### What needs to be done
Reproduce the biographical text on Gilbert Ballet in full, without any changes.

### Reading text

>>

Gilbert Ballet (March 29, 1853 - March 17, 1916) was a French psychiatrist, neurologist and historian who was a native of Ambazac in the department of Haute-Vienne.

He studied medicine in Limoges and Paris, and subsequently became Chef de clinique under Jean-Martin Charcot (1825–1893) at the Salpêtrière. In 1900 he became a professor of psychiatry, and in 1904 established the department of psychiatry at Hôtel-Dieu de Paris. In 1909 he succeeded Alix Joffroy as chair of clinical psychiatry and brain disorders at the Hôpital Sainte-Anne.

In 1909 Ballet was elected president of the Société française d'histoire de la médecine, and in 1912 became a member of the Académie des sciences.

Ballet is remembered for his 1903 publication of Traité de pathologie mentale, which remained a principal reference book on psychiatry for nearly fifty years in France. In 1911 Ballet described a disorder he called psychose hallucinatoire chronique, being defined as chronic delirium that consists primarily of hallucinations. In French psychiatry, "chronic hallucinatory psychosis" was to become classified as a distinct entity, separate from other self-delusional disorders.

<<

### Entries provided
>>

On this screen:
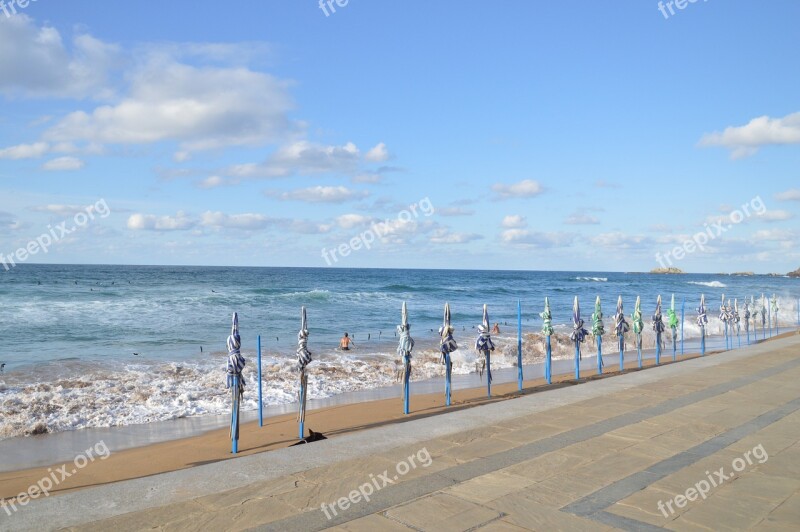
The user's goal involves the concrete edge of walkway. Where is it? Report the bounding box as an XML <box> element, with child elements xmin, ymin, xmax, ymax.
<box><xmin>7</xmin><ymin>335</ymin><xmax>800</xmax><ymax>530</ymax></box>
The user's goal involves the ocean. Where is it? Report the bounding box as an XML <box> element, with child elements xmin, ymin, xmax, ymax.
<box><xmin>0</xmin><ymin>264</ymin><xmax>800</xmax><ymax>439</ymax></box>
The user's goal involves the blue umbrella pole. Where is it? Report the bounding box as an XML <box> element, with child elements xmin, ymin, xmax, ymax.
<box><xmin>258</xmin><ymin>334</ymin><xmax>264</xmax><ymax>427</ymax></box>
<box><xmin>597</xmin><ymin>336</ymin><xmax>603</xmax><ymax>375</ymax></box>
<box><xmin>700</xmin><ymin>327</ymin><xmax>706</xmax><ymax>355</ymax></box>
<box><xmin>681</xmin><ymin>297</ymin><xmax>686</xmax><ymax>356</ymax></box>
<box><xmin>656</xmin><ymin>333</ymin><xmax>661</xmax><ymax>366</ymax></box>
<box><xmin>444</xmin><ymin>353</ymin><xmax>453</xmax><ymax>406</ymax></box>
<box><xmin>725</xmin><ymin>321</ymin><xmax>729</xmax><ymax>350</ymax></box>
<box><xmin>231</xmin><ymin>375</ymin><xmax>239</xmax><ymax>454</ymax></box>
<box><xmin>672</xmin><ymin>329</ymin><xmax>678</xmax><ymax>362</ymax></box>
<box><xmin>544</xmin><ymin>336</ymin><xmax>553</xmax><ymax>384</ymax></box>
<box><xmin>298</xmin><ymin>371</ymin><xmax>308</xmax><ymax>440</ymax></box>
<box><xmin>484</xmin><ymin>351</ymin><xmax>492</xmax><ymax>397</ymax></box>
<box><xmin>767</xmin><ymin>307</ymin><xmax>772</xmax><ymax>338</ymax></box>
<box><xmin>636</xmin><ymin>333</ymin><xmax>642</xmax><ymax>369</ymax></box>
<box><xmin>403</xmin><ymin>360</ymin><xmax>411</xmax><ymax>414</ymax></box>
<box><xmin>517</xmin><ymin>299</ymin><xmax>523</xmax><ymax>391</ymax></box>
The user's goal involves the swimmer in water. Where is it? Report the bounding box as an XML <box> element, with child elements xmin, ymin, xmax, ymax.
<box><xmin>339</xmin><ymin>333</ymin><xmax>356</xmax><ymax>351</ymax></box>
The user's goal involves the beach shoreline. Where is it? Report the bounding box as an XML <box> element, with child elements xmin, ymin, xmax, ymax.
<box><xmin>0</xmin><ymin>330</ymin><xmax>796</xmax><ymax>501</ymax></box>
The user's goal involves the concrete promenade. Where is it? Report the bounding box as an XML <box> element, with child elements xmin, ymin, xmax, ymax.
<box><xmin>6</xmin><ymin>335</ymin><xmax>800</xmax><ymax>532</ymax></box>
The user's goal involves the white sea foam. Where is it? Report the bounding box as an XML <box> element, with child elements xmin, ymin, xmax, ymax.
<box><xmin>688</xmin><ymin>281</ymin><xmax>728</xmax><ymax>288</ymax></box>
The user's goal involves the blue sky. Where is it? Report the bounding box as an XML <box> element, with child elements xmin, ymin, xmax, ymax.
<box><xmin>0</xmin><ymin>0</ymin><xmax>800</xmax><ymax>273</ymax></box>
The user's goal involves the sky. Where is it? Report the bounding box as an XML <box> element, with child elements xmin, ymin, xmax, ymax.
<box><xmin>0</xmin><ymin>0</ymin><xmax>800</xmax><ymax>274</ymax></box>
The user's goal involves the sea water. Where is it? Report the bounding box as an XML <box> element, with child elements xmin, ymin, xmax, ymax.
<box><xmin>0</xmin><ymin>264</ymin><xmax>800</xmax><ymax>439</ymax></box>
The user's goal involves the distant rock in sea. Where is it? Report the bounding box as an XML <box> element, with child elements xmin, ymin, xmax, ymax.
<box><xmin>650</xmin><ymin>266</ymin><xmax>686</xmax><ymax>274</ymax></box>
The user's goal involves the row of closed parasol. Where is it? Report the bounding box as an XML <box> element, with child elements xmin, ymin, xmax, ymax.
<box><xmin>226</xmin><ymin>294</ymin><xmax>778</xmax><ymax>453</ymax></box>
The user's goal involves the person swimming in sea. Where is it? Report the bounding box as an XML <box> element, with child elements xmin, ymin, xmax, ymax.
<box><xmin>339</xmin><ymin>333</ymin><xmax>356</xmax><ymax>351</ymax></box>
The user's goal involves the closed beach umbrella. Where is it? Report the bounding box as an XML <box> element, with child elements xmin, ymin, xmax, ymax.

<<

### Your response
Gilbert Ballet (March 29, 1853 - March 17, 1916) was a French psychiatrist, neurologist and historian who was a native of Ambazac in the department of Haute-Vienne.

He studied medicine in Limoges and Paris, and subsequently became Chef de clinique under Jean-Martin Charcot (1825–1893) at the Salpêtrière. In 1900 he became a professor of psychiatry, and in 1904 established the department of psychiatry at Hôtel-Dieu de Paris. In 1909 he succeeded Alix Joffroy as chair of clinical psychiatry and brain disorders at the Hôpital Sainte-Anne.

In 1909 Ballet was elected president of the Société française d'histoire de la médecine, and in 1912 became a member of the Académie des sciences.

Ballet is remembered for his 1903 publication of Traité de pathologie mentale, which remained a principal reference book on psychiatry for nearly fifty years in France. In 1911 Ballet described a disorder he called psychose hallucinatoire chronique, being defined as chronic delirium that consists primarily of hallucinations. In French psychiatry, "chronic hallucinatory psychosis" was to become classified as a distinct entity, separate from other self-delusional disorders.